[Study text]:
┌──

But the survivors of the 9/11/13 terrorist attack on Benghazi that left U.S. ambassador Chris Stevens and three coworkers dead have been “sequestered” or hidden for a full six months. Congress, which has plenty of questions about how and why the Benghazi intelligence failure happened, has been stonewalled.

That’s why fed-up GOP members say that they are prepared to issue subpoenas for some of the survivors to appear before Congress if they don’t get more of their questions to the White House answered.

Representative Jason Chaffetz, a Utah Republican who chairs a House oversight committee on national security, says Senate Republicans may also delay the delay the confirmation of Deborah Jones, the State Department official who has just been named to replace Ambassador Stevens. The Hill reports that GOP representatives Frank Wolf of Virginia and Jim Gerlach of Pennsylvania have written to new secretary of state John Kerry asking him for the names and contact information for each of the 30 CIA officers and civilian contractors who survived Benghazi. Both men say they have gotten no answers about why requests from the U.S. ambassador for more security weren’t ignored and about how the Benghazi consulate was defended.

└──

[Data excerpt]:
┌──

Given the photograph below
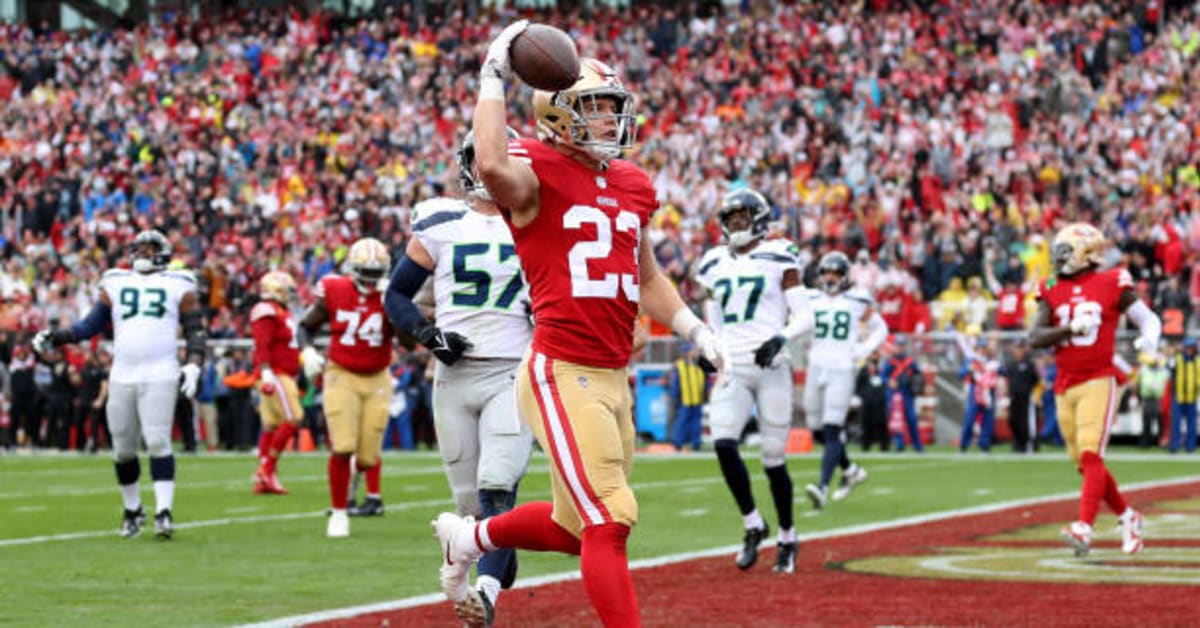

└──

[Work order A]: According to the Benghazi text, who was named to replace Ambassador Stevens?
[Work order B]: Quote the stretch of the Benghazi text from "Representative Jason Chaffetz, a" through "consulate was defended.".
Work only from the Benghazi text, not the listing.

[Answer area A]: Deborah Jones, a State Department official.

[Answer area B]:
Representative Jason Chaffetz, a Utah Republican who chairs a House oversight committee on national security, says Senate Republicans may also delay the delay the confirmation of Deborah Jones, the State Department official who has just been named to replace Ambassador Stevens. The Hill reports that GOP representatives Frank Wolf of Virginia and Jim Gerlach of Pennsylvania have written to new secretary of state John Kerry asking him for the names and contact information for each of the 30 CIA officers and civilian contractors who survived Benghazi. Both men say they have gotten no answers about why requests from the U.S. ambassador for more security weren’t ignored and about how the Benghazi consulate was defended.